## WHAT THE TASK REQUIRES
Among the lines below, return each one that contains the word "broken".

:::

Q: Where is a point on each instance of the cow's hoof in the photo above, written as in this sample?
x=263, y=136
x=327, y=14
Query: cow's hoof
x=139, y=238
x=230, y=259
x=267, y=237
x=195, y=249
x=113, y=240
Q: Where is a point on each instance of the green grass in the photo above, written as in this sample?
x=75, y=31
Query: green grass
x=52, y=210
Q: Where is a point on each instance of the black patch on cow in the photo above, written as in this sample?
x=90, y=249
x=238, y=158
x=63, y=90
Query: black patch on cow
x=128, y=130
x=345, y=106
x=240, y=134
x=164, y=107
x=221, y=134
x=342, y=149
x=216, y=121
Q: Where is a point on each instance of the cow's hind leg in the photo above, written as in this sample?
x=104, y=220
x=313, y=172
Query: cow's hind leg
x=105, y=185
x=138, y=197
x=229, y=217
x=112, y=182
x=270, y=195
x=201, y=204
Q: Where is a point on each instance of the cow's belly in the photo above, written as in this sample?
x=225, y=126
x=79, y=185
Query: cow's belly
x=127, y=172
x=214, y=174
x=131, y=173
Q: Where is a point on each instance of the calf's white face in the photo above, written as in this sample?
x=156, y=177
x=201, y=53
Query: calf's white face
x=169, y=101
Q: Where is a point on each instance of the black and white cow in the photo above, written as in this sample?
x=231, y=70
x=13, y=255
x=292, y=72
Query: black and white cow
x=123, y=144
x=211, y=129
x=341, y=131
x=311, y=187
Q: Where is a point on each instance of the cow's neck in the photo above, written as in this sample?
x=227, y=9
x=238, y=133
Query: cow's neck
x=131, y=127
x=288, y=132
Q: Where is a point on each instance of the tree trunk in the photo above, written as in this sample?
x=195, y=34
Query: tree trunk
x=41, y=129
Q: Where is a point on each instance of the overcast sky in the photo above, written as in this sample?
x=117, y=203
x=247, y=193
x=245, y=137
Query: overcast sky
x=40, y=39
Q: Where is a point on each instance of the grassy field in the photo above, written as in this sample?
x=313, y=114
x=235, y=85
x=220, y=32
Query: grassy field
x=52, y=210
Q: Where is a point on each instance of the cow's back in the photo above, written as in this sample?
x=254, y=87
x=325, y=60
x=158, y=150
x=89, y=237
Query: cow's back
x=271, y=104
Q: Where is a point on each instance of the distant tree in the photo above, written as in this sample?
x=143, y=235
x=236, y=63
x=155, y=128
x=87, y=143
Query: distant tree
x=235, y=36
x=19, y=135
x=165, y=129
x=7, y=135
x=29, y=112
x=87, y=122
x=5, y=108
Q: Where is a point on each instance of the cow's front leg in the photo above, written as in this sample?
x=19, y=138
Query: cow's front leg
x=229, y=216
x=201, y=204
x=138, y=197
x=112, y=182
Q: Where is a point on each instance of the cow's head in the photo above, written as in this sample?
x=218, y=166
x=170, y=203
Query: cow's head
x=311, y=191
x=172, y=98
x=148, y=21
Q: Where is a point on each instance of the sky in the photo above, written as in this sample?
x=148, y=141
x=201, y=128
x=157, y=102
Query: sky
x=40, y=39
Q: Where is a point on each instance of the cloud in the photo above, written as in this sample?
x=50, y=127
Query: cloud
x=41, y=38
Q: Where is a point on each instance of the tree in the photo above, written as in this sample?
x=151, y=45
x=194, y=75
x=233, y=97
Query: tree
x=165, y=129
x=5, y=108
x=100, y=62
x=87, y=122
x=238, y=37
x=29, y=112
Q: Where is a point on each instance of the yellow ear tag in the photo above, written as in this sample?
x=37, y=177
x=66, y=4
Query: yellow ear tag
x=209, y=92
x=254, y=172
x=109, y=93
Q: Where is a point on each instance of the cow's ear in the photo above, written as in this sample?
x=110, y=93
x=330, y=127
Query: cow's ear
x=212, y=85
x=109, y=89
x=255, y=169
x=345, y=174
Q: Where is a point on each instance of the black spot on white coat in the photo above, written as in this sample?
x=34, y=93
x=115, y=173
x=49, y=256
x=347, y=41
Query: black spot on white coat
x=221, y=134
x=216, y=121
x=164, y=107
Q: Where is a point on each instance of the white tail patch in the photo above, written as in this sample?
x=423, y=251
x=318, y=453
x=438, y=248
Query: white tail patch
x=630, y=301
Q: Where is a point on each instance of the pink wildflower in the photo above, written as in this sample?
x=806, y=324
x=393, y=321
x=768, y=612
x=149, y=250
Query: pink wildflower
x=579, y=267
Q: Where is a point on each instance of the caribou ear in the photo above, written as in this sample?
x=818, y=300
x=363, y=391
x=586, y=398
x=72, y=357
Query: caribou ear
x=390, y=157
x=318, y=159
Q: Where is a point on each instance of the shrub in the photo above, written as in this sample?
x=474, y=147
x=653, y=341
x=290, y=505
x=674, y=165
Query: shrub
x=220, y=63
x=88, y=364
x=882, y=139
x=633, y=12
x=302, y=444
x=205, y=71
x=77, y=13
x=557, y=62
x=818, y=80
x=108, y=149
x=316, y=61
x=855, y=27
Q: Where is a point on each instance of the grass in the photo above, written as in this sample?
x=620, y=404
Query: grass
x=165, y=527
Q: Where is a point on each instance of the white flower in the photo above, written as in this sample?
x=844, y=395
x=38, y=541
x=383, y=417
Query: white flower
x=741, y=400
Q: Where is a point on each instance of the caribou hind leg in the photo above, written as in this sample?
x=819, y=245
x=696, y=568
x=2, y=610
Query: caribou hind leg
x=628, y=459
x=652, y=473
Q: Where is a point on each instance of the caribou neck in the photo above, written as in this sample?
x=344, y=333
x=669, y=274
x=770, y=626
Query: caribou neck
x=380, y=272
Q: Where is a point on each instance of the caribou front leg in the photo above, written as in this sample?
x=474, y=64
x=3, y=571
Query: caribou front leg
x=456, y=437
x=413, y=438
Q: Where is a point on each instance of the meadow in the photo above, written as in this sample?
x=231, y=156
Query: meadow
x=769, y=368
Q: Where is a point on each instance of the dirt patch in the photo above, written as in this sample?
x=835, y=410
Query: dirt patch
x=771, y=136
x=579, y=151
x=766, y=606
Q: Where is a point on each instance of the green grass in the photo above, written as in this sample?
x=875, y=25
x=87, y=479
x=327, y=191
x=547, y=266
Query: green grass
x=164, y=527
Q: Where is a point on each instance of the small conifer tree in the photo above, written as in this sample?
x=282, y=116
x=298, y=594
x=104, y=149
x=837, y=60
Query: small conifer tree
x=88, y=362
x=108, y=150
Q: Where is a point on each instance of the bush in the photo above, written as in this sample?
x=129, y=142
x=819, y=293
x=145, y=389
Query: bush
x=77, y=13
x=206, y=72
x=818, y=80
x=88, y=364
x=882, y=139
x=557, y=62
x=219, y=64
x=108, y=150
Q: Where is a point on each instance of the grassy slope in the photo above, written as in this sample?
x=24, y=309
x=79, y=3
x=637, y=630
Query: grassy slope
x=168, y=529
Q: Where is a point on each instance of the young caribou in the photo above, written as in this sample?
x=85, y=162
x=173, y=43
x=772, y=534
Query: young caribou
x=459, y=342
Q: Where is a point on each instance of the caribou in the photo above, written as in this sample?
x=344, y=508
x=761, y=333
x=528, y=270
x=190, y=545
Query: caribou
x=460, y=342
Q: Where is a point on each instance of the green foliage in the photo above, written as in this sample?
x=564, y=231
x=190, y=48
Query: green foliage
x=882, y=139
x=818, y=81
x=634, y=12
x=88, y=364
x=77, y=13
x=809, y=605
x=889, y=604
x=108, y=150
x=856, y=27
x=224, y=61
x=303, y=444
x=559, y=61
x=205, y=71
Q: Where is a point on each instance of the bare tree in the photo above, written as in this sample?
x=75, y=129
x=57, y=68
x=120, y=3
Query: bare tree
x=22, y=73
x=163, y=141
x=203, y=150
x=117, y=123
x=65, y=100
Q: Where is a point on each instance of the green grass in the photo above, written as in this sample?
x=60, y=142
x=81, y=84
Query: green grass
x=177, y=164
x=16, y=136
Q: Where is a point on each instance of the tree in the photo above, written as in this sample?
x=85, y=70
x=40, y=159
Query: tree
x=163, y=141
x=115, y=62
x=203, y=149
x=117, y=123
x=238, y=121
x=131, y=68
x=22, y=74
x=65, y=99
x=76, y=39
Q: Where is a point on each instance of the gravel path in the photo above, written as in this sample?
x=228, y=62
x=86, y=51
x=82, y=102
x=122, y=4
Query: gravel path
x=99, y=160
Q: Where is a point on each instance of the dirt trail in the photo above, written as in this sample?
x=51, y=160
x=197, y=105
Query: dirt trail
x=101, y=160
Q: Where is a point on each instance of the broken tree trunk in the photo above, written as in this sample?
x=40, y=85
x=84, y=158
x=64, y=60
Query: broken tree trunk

:::

## WRITTEN RESPONSE
Q: Where is a point on each instance of the broken tree trunk in the photo above, written as in this sample?
Query: broken tree trunk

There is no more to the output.